__Your objective__. Reproduce every row below verbatim, but leave out the pictures.

__Stored records__.
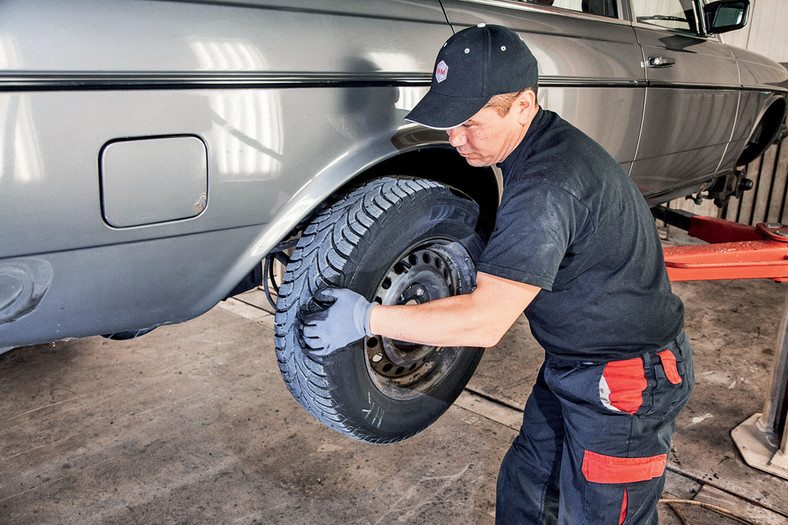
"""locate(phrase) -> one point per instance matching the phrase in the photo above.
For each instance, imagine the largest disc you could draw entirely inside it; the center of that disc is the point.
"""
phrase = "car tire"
(394, 241)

__The response__.
"""locate(phrase) -> one point per instance matching the phrase in the photo above.
For each instance, imagine the largest disc you could draw entirely inside it; the center of that disc is the point.
"""
phrase = "car tire"
(394, 241)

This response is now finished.